» **Exercise materials**:
────────────────────

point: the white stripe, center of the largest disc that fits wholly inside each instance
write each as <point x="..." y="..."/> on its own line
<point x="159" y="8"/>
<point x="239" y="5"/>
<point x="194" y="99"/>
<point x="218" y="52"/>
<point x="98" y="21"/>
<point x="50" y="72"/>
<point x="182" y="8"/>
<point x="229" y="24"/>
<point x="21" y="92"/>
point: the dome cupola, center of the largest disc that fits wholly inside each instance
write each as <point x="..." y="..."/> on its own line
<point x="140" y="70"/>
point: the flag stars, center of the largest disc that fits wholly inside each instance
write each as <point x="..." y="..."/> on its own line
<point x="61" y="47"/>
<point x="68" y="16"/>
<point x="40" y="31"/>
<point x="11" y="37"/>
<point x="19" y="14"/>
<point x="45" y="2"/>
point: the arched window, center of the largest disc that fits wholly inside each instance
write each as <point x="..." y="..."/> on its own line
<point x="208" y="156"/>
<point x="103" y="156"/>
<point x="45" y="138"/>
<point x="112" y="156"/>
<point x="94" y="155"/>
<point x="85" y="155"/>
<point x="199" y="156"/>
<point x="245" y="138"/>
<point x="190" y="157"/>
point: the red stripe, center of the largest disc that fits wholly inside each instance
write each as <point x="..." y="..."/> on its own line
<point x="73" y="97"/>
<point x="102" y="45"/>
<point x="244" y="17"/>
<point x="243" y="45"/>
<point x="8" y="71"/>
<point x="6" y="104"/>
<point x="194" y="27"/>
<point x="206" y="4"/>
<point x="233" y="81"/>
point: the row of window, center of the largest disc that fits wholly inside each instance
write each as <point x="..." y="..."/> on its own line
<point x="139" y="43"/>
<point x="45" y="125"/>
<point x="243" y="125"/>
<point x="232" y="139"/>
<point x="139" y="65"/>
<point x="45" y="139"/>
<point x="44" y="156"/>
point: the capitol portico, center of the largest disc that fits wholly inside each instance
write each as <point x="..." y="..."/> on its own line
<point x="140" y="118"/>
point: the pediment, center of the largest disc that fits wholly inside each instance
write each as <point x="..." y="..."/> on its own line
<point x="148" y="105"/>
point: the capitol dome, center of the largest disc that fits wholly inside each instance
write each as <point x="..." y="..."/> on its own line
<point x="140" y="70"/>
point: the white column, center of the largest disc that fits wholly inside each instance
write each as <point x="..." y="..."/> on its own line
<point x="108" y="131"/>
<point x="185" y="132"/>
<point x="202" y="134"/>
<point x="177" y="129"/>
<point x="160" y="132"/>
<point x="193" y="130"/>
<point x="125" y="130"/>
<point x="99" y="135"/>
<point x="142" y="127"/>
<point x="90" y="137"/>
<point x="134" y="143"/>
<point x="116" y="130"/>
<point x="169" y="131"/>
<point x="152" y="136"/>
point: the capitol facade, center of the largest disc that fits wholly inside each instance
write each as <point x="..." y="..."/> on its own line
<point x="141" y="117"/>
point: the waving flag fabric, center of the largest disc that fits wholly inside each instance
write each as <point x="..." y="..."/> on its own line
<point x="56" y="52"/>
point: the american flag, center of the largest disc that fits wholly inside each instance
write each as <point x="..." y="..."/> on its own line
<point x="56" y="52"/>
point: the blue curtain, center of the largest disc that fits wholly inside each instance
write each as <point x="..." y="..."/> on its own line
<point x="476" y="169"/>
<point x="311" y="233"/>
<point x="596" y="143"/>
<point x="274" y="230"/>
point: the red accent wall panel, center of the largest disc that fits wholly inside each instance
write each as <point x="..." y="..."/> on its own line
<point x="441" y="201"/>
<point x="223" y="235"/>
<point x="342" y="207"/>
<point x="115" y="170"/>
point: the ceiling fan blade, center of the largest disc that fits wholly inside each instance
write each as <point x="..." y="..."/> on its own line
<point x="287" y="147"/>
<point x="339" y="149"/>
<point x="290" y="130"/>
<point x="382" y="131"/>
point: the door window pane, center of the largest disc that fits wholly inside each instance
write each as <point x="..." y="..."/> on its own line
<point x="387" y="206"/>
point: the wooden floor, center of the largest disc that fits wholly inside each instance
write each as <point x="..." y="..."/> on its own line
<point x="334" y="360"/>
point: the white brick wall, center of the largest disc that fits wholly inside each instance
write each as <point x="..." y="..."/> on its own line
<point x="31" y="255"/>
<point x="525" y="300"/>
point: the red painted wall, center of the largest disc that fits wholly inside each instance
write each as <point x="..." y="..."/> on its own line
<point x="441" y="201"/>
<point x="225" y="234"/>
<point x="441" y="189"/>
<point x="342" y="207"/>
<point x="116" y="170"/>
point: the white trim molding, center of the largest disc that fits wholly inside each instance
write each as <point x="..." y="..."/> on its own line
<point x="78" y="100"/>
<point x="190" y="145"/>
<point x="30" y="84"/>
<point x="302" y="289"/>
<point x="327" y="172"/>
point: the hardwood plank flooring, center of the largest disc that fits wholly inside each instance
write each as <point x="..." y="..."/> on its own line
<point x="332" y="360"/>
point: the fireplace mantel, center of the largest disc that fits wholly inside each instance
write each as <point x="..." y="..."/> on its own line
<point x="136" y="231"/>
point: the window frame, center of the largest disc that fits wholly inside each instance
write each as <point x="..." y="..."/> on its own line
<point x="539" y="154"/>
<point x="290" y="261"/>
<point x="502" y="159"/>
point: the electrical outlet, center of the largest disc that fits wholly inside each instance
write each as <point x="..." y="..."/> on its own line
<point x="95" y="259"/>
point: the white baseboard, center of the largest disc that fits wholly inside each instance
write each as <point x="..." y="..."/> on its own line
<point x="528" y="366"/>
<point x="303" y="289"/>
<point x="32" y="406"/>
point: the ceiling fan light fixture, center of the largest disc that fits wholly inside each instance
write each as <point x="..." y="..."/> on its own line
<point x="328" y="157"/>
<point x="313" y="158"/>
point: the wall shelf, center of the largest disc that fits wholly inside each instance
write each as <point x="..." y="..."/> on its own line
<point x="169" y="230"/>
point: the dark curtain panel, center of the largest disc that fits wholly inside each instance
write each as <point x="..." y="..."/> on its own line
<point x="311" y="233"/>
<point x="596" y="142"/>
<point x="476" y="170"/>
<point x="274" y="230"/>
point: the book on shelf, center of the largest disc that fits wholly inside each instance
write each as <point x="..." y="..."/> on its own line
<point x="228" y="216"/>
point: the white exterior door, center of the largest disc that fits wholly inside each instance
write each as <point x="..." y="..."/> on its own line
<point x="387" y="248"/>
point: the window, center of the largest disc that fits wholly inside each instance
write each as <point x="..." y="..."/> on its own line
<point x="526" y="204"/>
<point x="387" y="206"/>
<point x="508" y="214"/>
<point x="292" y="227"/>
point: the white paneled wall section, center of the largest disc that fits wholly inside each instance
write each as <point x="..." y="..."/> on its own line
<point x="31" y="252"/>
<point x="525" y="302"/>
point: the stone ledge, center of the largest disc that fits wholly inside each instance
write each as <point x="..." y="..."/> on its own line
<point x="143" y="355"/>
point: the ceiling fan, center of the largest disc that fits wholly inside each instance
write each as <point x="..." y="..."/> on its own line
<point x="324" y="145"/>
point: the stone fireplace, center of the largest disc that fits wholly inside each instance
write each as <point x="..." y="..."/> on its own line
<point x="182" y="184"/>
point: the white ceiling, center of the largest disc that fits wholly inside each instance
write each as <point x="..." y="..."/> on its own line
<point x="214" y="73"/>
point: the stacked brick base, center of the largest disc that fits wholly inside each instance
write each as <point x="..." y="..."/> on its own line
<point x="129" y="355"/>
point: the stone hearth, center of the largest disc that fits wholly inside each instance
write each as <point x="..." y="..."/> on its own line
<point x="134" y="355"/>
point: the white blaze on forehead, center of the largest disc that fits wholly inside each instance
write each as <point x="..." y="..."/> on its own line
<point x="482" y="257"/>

────────────────────

» **About this exercise**: Extract every record. Keep wording exact.

» **Task response**:
point: the white stripe, center of the largest disc that fits wholly inside each instance
write each as <point x="..." y="..."/> on its own line
<point x="159" y="8"/>
<point x="239" y="5"/>
<point x="194" y="99"/>
<point x="218" y="52"/>
<point x="98" y="21"/>
<point x="50" y="72"/>
<point x="182" y="8"/>
<point x="229" y="24"/>
<point x="21" y="92"/>
point: the dome cupola, center of the largest disc that fits wholly inside each instance
write each as <point x="..." y="..."/> on its own line
<point x="140" y="70"/>
point: the flag stars, center of the largest disc that fits wholly inside each instance
write each as <point x="..." y="..."/> on its own line
<point x="61" y="47"/>
<point x="68" y="16"/>
<point x="40" y="31"/>
<point x="11" y="37"/>
<point x="19" y="14"/>
<point x="45" y="2"/>
point: the arched window, center of the largest disc that fits wholly inside each instance
write each as <point x="..." y="..."/> on its own line
<point x="208" y="156"/>
<point x="103" y="156"/>
<point x="45" y="138"/>
<point x="112" y="156"/>
<point x="94" y="155"/>
<point x="85" y="155"/>
<point x="199" y="156"/>
<point x="245" y="138"/>
<point x="190" y="157"/>
point: the red stripe, center of the largest disc that fits wholly inside each instance
write each as <point x="..." y="..."/> on its own line
<point x="73" y="97"/>
<point x="102" y="45"/>
<point x="244" y="17"/>
<point x="243" y="45"/>
<point x="8" y="71"/>
<point x="6" y="104"/>
<point x="194" y="27"/>
<point x="206" y="4"/>
<point x="233" y="81"/>
point: the row of window, center of the largest disc that fits wholly inside each instance
write each as <point x="..." y="..."/> on its own line
<point x="139" y="43"/>
<point x="45" y="125"/>
<point x="243" y="125"/>
<point x="232" y="139"/>
<point x="139" y="65"/>
<point x="45" y="139"/>
<point x="44" y="156"/>
point: the capitol portico, center of the largest disc that fits wholly inside each instance
write each as <point x="..." y="..."/> on its own line
<point x="140" y="118"/>
point: the pediment, center of the largest disc that fits wholly inside each instance
write each as <point x="..." y="..."/> on its own line
<point x="148" y="105"/>
point: the capitol dome, center of the largest disc that fits wholly inside each instance
write each as <point x="..." y="..."/> on its own line
<point x="140" y="70"/>
point: the white column, center of the largest disc that fits wholly inside each instance
write each as <point x="..." y="..."/> on its own line
<point x="108" y="131"/>
<point x="185" y="132"/>
<point x="202" y="134"/>
<point x="177" y="129"/>
<point x="160" y="132"/>
<point x="193" y="130"/>
<point x="125" y="130"/>
<point x="99" y="135"/>
<point x="142" y="127"/>
<point x="90" y="137"/>
<point x="134" y="143"/>
<point x="116" y="130"/>
<point x="169" y="131"/>
<point x="152" y="136"/>
point: the capitol facade, center of the largest disc that fits wholly inside each instance
write each as <point x="..." y="..."/> on its own line
<point x="141" y="117"/>
point: the waving flag fabric, center of the largest disc that fits wholly inside each instance
write each as <point x="..." y="..."/> on its own line
<point x="56" y="52"/>
point: the american flag, center of the largest disc that fits wholly inside each instance
write each as <point x="..." y="..."/> on its own line
<point x="56" y="52"/>
point: the blue curtain, center of the largest disc that fits wholly inside each instance
write each as <point x="..." y="..."/> on its own line
<point x="476" y="169"/>
<point x="311" y="233"/>
<point x="596" y="143"/>
<point x="274" y="230"/>
point: the red accent wall panel, center of the largest disc that fits wholly inside each instance
write each as <point x="..." y="..."/> on its own line
<point x="441" y="201"/>
<point x="223" y="235"/>
<point x="342" y="207"/>
<point x="115" y="170"/>
point: the ceiling fan blade, center of the largest disc that fits wholly inside each instance
write each as <point x="..." y="..."/> on its own line
<point x="287" y="147"/>
<point x="339" y="149"/>
<point x="290" y="130"/>
<point x="382" y="131"/>
point: the door window pane, center of the largest disc that fits wholly inside each instance
write each as <point x="..." y="..."/> on its own line
<point x="387" y="206"/>
point: the wooden floor, center of the largest disc that fits wholly inside each instance
write each as <point x="..." y="..."/> on its own line
<point x="334" y="360"/>
point: the white brick wall, center of the largest disc that fits wholly inside each instance
write each as <point x="..." y="..."/> on its own line
<point x="31" y="255"/>
<point x="525" y="300"/>
point: the red painted wall, center of the largest disc that fits wholly inside each instance
write each as <point x="..." y="..."/> on its own line
<point x="441" y="201"/>
<point x="225" y="234"/>
<point x="441" y="189"/>
<point x="342" y="207"/>
<point x="116" y="170"/>
point: the white trim molding, center of the largest disc that fits wholly inside each instance
write each as <point x="..." y="..."/> on its own line
<point x="78" y="100"/>
<point x="190" y="145"/>
<point x="30" y="84"/>
<point x="302" y="289"/>
<point x="327" y="172"/>
point: the hardwood plank flooring, center of the largest disc that fits wholly inside each instance
write each as <point x="..." y="..."/> on its own line
<point x="332" y="360"/>
point: the fireplace mantel, center of the largest disc that fits wholly inside each instance
write each as <point x="..." y="..."/> on its own line
<point x="136" y="231"/>
point: the window frame, center of the largest disc that fits wholly inside each instance
write each as <point x="..." y="..."/> on its own line
<point x="539" y="154"/>
<point x="290" y="261"/>
<point x="502" y="159"/>
point: the electrical outlet, center of the largest disc that fits wholly inside each instance
write each as <point x="..." y="..."/> on its own line
<point x="95" y="259"/>
point: the white baseboard, center of the largest disc that fits wholly inside each instance
write each as <point x="..." y="..."/> on its own line
<point x="528" y="366"/>
<point x="303" y="289"/>
<point x="32" y="406"/>
point: the ceiling fan light fixture, center of the largest disc that fits wholly inside each instance
write each as <point x="..." y="..."/> on its own line
<point x="328" y="157"/>
<point x="313" y="158"/>
point: the wall shelf, center of the largest disc that fits wholly inside each instance
write each as <point x="..." y="..."/> on its own line
<point x="169" y="230"/>
point: the dark curtain panel, center of the largest disc that fits wholly inside each instance
write each as <point x="..." y="..."/> on its own line
<point x="311" y="233"/>
<point x="596" y="142"/>
<point x="476" y="170"/>
<point x="274" y="230"/>
point: the book on shelf, center of the largest disc that fits wholly inside each instance
write each as <point x="..." y="..."/> on its own line
<point x="228" y="216"/>
point: the white exterior door, center of the largest disc that fits wholly inside each instance
write each as <point x="..." y="..."/> on its own line
<point x="387" y="248"/>
point: the window, center of the largest disc that fits wholly inside each instance
write each as <point x="..." y="..."/> on its own line
<point x="526" y="204"/>
<point x="387" y="206"/>
<point x="508" y="214"/>
<point x="292" y="227"/>
point: the white paneled wall section, center of the largest disc that fits wholly inside each instance
write each as <point x="..." y="..."/> on its own line
<point x="31" y="252"/>
<point x="525" y="302"/>
point: the stone ledge, center of the largest disc that fits wholly inside each instance
write each as <point x="..." y="..."/> on its own line
<point x="143" y="355"/>
point: the ceiling fan, center of the largest disc that fits wholly inside each instance
write each as <point x="..." y="..."/> on its own line
<point x="324" y="145"/>
point: the stone fireplace, center of the largest disc that fits wholly inside each instance
write each as <point x="..." y="..."/> on its own line
<point x="182" y="184"/>
point: the white ceiling, center of the largest disc that fits wholly inside each instance
write each as <point x="..." y="..."/> on its own line
<point x="214" y="73"/>
point: the stacked brick base, center of the largest disc that fits wholly inside each instance
write each as <point x="..." y="..."/> on its own line
<point x="129" y="355"/>
point: the stone hearth, center of the largest disc that fits wholly inside each instance
write each as <point x="..." y="..."/> on its own line
<point x="134" y="355"/>
point: the white blaze on forehead, center of the largest disc that fits wholly inside each instance
write each as <point x="..." y="..."/> on its own line
<point x="482" y="257"/>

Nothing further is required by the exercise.